INSTRUCTIONS FOR THE TASK: Below are the records; print them all without any alteration.

···

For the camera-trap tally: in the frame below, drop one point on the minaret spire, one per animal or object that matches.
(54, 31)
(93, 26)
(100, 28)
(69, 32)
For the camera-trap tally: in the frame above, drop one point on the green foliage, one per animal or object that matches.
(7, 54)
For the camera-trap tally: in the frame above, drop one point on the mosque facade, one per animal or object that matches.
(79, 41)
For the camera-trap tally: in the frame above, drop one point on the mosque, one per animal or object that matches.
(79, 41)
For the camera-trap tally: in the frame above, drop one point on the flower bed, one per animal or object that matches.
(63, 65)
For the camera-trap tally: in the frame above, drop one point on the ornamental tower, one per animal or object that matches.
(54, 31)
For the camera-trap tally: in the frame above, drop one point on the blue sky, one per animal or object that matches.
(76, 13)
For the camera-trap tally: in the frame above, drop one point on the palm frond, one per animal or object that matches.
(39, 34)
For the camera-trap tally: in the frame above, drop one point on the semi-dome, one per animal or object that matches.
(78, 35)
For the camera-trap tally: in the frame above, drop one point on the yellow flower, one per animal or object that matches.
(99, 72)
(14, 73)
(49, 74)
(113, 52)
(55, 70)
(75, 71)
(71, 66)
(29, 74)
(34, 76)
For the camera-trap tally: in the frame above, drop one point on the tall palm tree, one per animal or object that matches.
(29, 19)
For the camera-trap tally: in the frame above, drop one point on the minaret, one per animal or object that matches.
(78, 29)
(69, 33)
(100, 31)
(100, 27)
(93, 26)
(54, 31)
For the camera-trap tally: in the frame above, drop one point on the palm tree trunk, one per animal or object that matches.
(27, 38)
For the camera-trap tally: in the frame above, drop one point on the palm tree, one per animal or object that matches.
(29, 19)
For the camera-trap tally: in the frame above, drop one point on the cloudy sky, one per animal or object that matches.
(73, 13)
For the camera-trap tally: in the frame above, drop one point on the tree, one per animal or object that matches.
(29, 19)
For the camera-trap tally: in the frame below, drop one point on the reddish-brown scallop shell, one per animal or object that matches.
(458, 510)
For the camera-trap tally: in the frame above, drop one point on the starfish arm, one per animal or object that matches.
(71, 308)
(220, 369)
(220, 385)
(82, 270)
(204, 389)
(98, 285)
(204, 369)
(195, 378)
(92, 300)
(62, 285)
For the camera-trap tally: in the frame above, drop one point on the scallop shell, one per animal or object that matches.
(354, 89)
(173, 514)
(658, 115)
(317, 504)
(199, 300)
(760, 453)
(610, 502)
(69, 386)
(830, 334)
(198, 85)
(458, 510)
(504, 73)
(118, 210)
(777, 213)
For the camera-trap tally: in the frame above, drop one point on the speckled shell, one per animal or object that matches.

···

SOLUTION FOR THIS EXERCISE:
For the camera-trap tally: in the frame below, drop one point on the minaret spire, one per animal or object that matches.
(54, 31)
(93, 26)
(100, 28)
(69, 32)
For the camera-trap tally: in the frame above, drop one point on the green foliage, one per animal or object that matches.
(7, 54)
For the camera-trap tally: in the frame above, drop one point on the mosque facade, one per animal or object that matches.
(79, 41)
For the camera-trap tally: in the frame above, drop one point on the mosque, one per animal or object that matches.
(79, 41)
For the camera-trap tally: in the frame above, drop one point on the flower bed, one per animal or object that matches.
(63, 65)
For the camera-trap tally: in the frame above, drop one point on the ornamental tower, one per animal or object that matches.
(54, 31)
For the camera-trap tally: in the frame above, drop one point on the blue sky, one per animal or object that matches.
(76, 13)
For the camera-trap tally: in the frame above, drop one point on the palm frond, one per animal or object that matches.
(39, 34)
For the camera-trap tally: in the frame above, drop one point on the semi-dome, one per animal or object that matches.
(78, 35)
For the camera-trap tally: in the frame above, drop one point on the yellow flower, one per animal or object that matches.
(99, 72)
(14, 73)
(49, 74)
(113, 52)
(55, 70)
(75, 71)
(71, 66)
(29, 74)
(34, 76)
For the camera-trap tally: in the frame above, drop one point on the tall palm tree, one per animal or object that matches.
(29, 19)
For the camera-trap tally: in the frame above, drop one point on the minaret, one per animal or object that matches.
(78, 29)
(69, 33)
(100, 31)
(100, 27)
(93, 26)
(54, 31)
For the camera-trap tally: in the frame above, drop one point on the palm tree trunk, one per animal or object that matches.
(27, 38)
For the camera-trap tally: in the frame above, drop one point on the palm tree, one per animal or object that matches.
(29, 19)
For the camera-trap tally: in the frame above, drop one point on the cloudy sky, one per animal or object that matches.
(73, 13)
For the camera-trap tally: in the frame above, drop one point on the tree, one per animal or object that matches.
(29, 19)
For the camera-trap tally: in the frame below, drop one point on the reddish-brown scallop shell, one per animal or object that matches.
(458, 510)
For the camera-trap tally: in the frame above, drop one point on the starfish arm, one per animal or object that matches.
(71, 308)
(220, 369)
(220, 385)
(82, 270)
(204, 389)
(98, 285)
(204, 369)
(195, 378)
(92, 300)
(62, 285)
For the camera-trap tally: in the frame above, drop one point on the scallop shell, one per animal or object that matches.
(354, 89)
(173, 514)
(658, 115)
(317, 504)
(199, 300)
(760, 453)
(610, 502)
(69, 386)
(830, 334)
(198, 85)
(458, 510)
(504, 73)
(118, 210)
(777, 213)
For the camera-trap tally: in the frame above, drop one point on the speckled shell, one per animal or object that matches.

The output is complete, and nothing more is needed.